Referring expression data:
+++

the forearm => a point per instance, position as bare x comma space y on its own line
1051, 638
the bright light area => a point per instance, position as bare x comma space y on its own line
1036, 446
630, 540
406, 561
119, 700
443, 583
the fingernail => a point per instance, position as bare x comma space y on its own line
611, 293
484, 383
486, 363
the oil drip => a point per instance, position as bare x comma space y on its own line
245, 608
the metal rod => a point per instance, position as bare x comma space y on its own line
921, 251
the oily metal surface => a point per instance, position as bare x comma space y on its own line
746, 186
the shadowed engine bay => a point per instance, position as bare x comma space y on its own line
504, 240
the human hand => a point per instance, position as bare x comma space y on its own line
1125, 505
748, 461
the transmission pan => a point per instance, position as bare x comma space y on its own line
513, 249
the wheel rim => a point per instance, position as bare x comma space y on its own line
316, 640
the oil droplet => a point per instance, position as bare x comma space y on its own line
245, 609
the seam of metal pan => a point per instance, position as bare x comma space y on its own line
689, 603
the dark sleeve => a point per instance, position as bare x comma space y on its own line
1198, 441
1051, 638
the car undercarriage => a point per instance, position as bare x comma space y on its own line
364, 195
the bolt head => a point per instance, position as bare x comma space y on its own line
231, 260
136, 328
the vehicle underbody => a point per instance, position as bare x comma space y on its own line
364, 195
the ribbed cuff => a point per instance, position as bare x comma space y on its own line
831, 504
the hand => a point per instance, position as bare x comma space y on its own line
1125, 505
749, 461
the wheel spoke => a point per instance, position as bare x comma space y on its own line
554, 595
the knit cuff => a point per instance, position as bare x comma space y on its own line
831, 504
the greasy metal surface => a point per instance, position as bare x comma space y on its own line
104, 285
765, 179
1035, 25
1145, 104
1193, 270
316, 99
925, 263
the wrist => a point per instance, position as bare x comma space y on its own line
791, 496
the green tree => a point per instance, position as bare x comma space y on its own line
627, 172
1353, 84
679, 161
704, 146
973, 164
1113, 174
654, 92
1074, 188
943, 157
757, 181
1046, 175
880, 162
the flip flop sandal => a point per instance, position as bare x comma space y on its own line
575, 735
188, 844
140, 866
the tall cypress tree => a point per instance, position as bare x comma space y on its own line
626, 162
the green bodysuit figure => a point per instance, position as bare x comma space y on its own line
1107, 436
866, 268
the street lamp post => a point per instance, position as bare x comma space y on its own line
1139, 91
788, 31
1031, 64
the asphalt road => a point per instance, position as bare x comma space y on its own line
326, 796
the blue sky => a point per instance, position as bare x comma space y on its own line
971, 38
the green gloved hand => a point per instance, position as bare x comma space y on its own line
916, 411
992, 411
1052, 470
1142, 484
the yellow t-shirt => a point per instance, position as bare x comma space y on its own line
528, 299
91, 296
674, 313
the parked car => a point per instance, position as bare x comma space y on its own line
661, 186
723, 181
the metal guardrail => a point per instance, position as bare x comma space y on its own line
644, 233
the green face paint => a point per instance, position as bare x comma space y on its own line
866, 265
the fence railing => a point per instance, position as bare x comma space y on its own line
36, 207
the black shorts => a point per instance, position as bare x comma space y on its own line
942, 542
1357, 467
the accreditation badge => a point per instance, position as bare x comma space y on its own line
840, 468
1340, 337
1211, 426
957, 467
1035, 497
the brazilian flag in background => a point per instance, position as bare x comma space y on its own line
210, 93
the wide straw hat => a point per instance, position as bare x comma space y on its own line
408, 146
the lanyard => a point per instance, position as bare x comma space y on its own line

+++

EXERCISE BRIEF =
Write down every line of the data exactly as it appears above.

ANSWER BOX =
the forearm => a point per instance, position as bare x comma space y on its own line
1051, 638
the bright light area => a point per instance, position as bare x comma space y on its own line
1036, 446
630, 540
406, 561
119, 700
443, 583
the fingernail => a point per instance, position as bare x comma space y on its own line
611, 293
484, 383
486, 363
the oil drip => a point per instance, position as bare x comma space y on its own line
245, 608
the metal rod => a point per instance, position as bare x comma space y on its own line
921, 251
the oily metal surface => a point per instance, position as bare x comma space y on its own line
746, 186
the shadowed engine bay => a point per instance, position as bare x comma space y on its own line
504, 240
the human hand => a point per instance, position as bare x comma space y on its own line
1125, 505
748, 461
the transmission pan => a point per instance, position as bare x comma space y on its own line
513, 249
the wheel rim => a point per instance, position as bare x comma space y on its own line
316, 640
the oil droplet => a point per instance, position as bare x comma space y on its own line
245, 609
the seam of metal pan => a point per instance, position as bare x comma space y on its own line
689, 603
the dark sleeve => a point per instance, position as bare x comma space y on its own line
1198, 441
1051, 638
the car undercarriage => a point per instance, position as bare x comma space y on its own line
364, 195
the bolt head => a point per instance, position as bare x comma space y on its own line
231, 260
136, 328
the vehicle underbody => a point per instance, position as bare x comma space y on its own line
364, 195
the ribbed cuff => a point per instance, position as bare x comma space y on its own line
831, 504
the hand => a point per instance, position as bare x comma space y on its own line
1125, 505
749, 461
the wheel spoke => a point per instance, position as bare x comma space y on its own line
554, 595
the knit cuff => a point per instance, position as bare x comma space y on its own line
831, 504
the greasy metal surface => a point per instance, position as bare x comma space y on its own line
104, 285
765, 179
1035, 25
1145, 104
1193, 270
316, 99
925, 263
the wrist => a point per instance, position as bare x comma space y on its own line
791, 496
the green tree => a point per instance, position as bare x comma space y on its own line
627, 172
1353, 84
679, 161
704, 146
973, 164
1113, 174
654, 92
1074, 188
943, 157
757, 181
1046, 175
880, 162
the flip flop sandal => a point per instance, position as bare x comma space y on its own line
575, 735
188, 844
140, 866
the tall cypress tree => a point per instance, position as bare x comma space y on its own line
626, 162
the green bodysuit figure => a point per instance, position as bare x comma space y on its own line
1107, 436
866, 268
the street lamp post => a point per instance, position as bare x comma space y on its own line
1139, 91
788, 31
1031, 64
the asphalt road => a point per instance, position as bare x comma space y on its own line
326, 796
the blue sky => a point per instance, position as bare x comma space y on its own line
971, 38
the green gloved hand => a point per instance, position as bare x comma space y on its own line
916, 411
992, 411
1052, 470
1142, 484
the yellow t-shirt => a point per instance, position as bare x comma space y on its own line
528, 299
91, 296
674, 313
the parked car => a point per instance, position as bare x comma space y on its own line
661, 186
723, 181
the metal guardrail => a point per instance, position as bare x comma space y on its own line
644, 233
the green face paint => a point per instance, position as bare x comma space y on its own line
866, 265
the fence railing => a point per instance, position as bare x comma space y on its own line
36, 207
the black shorts => a point per instance, position as bare x comma space y on its own line
942, 542
1357, 467
the accreditation badge => a point per instance, position as bare x comma space y on its own line
840, 468
1340, 337
1211, 426
957, 467
1035, 497
the brazilian flag in background => a point per instance, position as bare x comma space y on its own line
210, 93
the wide straw hat => a point per instance, position as bare x comma space y on its own line
408, 146
the lanyard => a point per instance, position as bare x comma space y on its own line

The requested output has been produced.